### [WRITTEN PROBLEM]
Rewrite the records from the start through the line that contains "point(448, 531)", requests included, and scale every answer point coordinate by 2.5, rounding to whole numbers with halves going up. Leave the numbers in the requests and their sample notation unchanged.

### [MATERIAL PROVIDED]

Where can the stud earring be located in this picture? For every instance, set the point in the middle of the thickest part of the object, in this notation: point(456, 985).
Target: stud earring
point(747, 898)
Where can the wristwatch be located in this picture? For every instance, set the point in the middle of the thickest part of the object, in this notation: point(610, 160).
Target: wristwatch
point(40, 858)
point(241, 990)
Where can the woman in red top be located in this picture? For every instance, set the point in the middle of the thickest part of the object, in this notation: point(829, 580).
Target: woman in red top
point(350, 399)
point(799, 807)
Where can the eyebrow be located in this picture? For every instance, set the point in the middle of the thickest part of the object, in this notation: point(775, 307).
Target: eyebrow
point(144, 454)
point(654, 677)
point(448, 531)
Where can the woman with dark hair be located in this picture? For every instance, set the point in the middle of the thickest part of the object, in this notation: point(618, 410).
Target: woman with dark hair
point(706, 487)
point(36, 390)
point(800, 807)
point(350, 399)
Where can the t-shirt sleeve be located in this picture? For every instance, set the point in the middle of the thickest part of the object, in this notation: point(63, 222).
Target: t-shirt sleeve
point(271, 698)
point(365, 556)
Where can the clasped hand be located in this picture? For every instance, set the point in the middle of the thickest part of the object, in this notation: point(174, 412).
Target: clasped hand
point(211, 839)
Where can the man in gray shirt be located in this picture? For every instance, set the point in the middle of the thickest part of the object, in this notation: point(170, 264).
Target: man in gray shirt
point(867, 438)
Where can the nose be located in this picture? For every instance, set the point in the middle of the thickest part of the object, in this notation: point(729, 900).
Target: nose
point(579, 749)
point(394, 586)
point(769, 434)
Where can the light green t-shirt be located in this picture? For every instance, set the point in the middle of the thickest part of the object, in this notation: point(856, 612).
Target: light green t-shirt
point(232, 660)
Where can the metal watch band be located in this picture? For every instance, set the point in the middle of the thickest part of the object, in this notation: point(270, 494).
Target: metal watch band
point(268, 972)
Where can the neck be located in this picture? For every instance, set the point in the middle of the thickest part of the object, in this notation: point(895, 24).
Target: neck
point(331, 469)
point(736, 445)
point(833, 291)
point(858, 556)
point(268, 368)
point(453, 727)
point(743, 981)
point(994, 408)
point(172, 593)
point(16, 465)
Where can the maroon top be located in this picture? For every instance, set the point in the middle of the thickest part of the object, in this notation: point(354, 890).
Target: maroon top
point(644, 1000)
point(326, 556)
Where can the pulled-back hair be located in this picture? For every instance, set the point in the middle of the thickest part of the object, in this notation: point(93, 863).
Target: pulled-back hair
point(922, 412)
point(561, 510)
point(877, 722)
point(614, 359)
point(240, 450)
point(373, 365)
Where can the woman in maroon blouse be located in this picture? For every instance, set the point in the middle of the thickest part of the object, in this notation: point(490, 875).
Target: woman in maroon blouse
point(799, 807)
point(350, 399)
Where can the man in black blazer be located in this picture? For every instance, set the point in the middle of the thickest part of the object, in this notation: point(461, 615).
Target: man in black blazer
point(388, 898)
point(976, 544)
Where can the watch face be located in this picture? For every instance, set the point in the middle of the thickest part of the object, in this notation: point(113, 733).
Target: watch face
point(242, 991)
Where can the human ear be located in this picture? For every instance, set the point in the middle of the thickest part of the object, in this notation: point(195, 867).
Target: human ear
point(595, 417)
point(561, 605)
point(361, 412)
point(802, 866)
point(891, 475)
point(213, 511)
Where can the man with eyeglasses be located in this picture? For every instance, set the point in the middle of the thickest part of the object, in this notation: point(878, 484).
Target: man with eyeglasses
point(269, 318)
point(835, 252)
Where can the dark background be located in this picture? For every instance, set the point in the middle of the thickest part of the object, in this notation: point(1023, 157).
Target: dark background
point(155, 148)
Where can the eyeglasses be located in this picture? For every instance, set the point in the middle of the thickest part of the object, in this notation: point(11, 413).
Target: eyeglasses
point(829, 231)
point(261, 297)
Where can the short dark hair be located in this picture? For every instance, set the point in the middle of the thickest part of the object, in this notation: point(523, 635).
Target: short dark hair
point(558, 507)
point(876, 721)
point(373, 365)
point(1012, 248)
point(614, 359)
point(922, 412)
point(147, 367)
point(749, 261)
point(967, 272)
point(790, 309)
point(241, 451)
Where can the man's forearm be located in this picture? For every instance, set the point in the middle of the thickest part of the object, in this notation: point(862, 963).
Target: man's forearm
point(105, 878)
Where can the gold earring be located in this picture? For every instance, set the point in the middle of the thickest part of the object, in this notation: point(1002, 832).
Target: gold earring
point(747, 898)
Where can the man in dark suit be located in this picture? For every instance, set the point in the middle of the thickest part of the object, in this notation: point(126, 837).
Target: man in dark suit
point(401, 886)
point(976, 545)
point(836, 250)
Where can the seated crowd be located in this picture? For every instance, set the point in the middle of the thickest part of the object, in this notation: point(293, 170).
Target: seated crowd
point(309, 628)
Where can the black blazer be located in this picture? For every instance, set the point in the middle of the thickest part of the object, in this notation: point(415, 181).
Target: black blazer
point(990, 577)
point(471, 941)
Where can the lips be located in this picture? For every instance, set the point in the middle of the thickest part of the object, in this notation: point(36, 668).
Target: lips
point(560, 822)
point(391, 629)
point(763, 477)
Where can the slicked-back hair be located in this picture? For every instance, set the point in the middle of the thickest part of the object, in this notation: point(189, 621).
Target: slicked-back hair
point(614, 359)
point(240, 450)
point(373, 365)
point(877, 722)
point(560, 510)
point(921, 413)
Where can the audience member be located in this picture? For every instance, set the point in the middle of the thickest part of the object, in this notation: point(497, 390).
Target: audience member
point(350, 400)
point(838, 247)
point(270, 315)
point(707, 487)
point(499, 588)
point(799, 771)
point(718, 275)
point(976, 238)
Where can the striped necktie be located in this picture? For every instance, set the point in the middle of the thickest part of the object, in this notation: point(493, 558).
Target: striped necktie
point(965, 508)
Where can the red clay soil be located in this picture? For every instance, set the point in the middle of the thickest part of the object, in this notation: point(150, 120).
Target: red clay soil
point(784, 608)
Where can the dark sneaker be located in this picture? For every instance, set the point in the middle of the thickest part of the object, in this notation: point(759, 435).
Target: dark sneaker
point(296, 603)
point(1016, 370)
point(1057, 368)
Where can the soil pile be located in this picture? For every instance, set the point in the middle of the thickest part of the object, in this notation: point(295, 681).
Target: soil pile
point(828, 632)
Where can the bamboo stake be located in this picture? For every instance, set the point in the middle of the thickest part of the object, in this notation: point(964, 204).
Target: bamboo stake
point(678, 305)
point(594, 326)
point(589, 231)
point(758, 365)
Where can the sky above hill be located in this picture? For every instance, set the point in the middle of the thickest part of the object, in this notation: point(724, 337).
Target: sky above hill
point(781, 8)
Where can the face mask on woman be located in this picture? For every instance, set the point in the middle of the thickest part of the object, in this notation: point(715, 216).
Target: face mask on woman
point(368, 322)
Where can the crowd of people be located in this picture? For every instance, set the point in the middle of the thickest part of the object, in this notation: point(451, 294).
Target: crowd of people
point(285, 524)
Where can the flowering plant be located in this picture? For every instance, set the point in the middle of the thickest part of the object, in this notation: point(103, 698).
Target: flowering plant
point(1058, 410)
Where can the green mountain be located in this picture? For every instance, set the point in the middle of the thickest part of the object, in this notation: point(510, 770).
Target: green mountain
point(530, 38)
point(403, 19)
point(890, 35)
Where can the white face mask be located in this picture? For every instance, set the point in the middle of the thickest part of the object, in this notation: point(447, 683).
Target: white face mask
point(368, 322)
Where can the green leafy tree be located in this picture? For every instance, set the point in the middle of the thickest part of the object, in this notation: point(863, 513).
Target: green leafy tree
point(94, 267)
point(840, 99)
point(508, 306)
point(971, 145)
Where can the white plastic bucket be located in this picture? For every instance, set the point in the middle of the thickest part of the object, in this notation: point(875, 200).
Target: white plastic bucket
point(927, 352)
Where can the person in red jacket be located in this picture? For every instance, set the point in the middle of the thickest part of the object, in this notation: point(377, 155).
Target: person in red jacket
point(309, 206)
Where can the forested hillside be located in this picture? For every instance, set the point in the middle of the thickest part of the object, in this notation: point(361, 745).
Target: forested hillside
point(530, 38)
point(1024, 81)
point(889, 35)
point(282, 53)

### [REPLY TO THE EXERCISE]
Where can the stud earring be located in this picture? For every instance, set the point in the middle of the thickest part of the object, in this notation: point(456, 985).
Target: stud earring
point(1868, 2245)
Where can the wristwatch be located in this picture? For every instance, set the point in the middle of the thickest part of the object, in this notation: point(610, 160).
Target: wristwatch
point(100, 2145)
point(603, 2475)
Where can the woman in red top be located in this picture? For every instance, set the point in the middle of the thickest part of the object, in this notation: point(829, 580).
Target: woman in red top
point(875, 998)
point(1998, 2018)
Where can the eyebrow be located in this picture? For every instance, set the point in the middle of the thickest part of the object, in this notation: point(775, 307).
Target: eyebrow
point(360, 1135)
point(1635, 1693)
point(1120, 1328)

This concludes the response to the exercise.